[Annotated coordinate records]
....

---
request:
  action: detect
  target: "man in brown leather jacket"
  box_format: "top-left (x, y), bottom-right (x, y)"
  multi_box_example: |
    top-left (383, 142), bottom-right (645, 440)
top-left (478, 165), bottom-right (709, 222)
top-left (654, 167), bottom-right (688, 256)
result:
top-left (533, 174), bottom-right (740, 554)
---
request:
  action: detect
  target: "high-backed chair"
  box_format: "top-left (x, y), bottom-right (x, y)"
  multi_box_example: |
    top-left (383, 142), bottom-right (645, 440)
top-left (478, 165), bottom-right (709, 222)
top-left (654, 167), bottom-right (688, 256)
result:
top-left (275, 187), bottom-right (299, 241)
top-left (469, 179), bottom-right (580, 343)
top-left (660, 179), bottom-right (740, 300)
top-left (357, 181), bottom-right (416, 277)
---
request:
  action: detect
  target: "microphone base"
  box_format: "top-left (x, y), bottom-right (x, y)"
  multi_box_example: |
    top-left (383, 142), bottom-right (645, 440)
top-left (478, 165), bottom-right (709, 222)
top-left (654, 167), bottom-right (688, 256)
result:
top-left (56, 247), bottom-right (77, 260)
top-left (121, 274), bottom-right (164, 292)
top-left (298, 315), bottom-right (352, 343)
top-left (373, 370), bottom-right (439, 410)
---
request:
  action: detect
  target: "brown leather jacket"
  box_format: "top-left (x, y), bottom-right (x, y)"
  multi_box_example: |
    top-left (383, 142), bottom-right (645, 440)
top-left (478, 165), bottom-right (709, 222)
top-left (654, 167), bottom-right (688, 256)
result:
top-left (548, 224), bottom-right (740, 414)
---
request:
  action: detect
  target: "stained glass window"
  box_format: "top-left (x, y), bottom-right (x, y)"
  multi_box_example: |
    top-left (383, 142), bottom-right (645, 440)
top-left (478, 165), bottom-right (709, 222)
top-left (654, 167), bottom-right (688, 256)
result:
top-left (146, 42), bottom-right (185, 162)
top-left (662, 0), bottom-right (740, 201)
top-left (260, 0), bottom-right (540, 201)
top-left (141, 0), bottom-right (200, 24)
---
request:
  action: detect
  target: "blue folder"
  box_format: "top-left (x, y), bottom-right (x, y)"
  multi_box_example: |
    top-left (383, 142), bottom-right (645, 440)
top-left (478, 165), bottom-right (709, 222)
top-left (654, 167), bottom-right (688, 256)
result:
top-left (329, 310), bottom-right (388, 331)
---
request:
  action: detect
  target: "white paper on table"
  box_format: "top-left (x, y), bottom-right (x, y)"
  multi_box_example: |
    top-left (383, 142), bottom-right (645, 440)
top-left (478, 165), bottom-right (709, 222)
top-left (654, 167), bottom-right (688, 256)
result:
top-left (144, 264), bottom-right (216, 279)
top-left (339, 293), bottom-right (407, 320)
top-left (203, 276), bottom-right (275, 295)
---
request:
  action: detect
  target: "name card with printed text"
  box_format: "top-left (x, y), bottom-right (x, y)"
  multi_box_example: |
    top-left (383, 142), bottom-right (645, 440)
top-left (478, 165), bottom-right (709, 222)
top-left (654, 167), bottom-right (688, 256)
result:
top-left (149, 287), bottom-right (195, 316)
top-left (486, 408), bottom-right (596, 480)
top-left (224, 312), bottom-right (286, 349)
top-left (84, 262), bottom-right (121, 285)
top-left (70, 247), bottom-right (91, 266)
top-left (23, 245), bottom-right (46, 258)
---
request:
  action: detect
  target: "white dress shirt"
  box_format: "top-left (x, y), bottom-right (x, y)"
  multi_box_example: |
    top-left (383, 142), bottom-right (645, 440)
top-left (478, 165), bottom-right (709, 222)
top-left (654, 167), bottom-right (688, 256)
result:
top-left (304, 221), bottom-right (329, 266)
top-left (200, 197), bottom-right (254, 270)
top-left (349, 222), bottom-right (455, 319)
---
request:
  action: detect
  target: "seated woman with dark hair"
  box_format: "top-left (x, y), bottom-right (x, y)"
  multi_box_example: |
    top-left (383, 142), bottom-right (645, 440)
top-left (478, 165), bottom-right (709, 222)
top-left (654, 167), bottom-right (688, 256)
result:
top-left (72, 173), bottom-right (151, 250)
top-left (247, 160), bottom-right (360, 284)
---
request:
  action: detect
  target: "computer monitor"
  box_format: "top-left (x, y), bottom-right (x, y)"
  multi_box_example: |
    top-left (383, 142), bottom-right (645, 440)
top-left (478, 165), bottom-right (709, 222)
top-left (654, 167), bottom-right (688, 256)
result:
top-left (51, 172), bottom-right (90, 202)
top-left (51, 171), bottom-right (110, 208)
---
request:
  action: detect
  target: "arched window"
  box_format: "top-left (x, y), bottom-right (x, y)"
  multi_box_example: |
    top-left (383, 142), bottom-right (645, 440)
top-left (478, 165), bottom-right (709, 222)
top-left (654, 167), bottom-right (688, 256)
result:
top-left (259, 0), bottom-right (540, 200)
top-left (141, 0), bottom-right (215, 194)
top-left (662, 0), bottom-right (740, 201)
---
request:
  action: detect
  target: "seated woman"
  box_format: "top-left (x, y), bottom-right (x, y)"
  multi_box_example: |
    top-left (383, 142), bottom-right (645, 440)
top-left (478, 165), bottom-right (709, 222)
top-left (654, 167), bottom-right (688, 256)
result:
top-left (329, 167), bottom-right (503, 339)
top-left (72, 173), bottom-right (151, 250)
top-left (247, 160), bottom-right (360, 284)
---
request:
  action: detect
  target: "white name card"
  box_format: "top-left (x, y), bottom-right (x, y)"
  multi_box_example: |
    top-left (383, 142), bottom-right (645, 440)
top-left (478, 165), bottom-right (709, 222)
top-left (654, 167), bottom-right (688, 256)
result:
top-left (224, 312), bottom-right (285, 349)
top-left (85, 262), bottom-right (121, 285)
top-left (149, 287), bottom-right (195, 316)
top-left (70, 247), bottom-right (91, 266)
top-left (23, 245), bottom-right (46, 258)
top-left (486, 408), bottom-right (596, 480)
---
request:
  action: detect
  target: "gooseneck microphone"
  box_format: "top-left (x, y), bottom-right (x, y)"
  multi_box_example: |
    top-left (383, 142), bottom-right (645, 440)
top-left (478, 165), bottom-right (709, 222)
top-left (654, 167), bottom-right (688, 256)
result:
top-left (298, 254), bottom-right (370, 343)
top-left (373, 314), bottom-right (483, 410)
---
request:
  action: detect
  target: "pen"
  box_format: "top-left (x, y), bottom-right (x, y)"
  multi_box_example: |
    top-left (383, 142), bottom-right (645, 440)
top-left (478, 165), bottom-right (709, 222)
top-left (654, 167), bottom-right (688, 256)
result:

....

▶ **Prompt**:
Write out the data above verbatim, from its first line up to and including the line that contains "top-left (533, 174), bottom-right (740, 554)".

▶ **In response**:
---
request:
  action: detect
  target: "man in brown leather jacket"
  box_format: "top-left (x, y), bottom-right (x, y)"
  multi_box_example: |
    top-left (383, 142), bottom-right (645, 440)
top-left (478, 165), bottom-right (709, 222)
top-left (654, 167), bottom-right (688, 256)
result:
top-left (533, 174), bottom-right (740, 554)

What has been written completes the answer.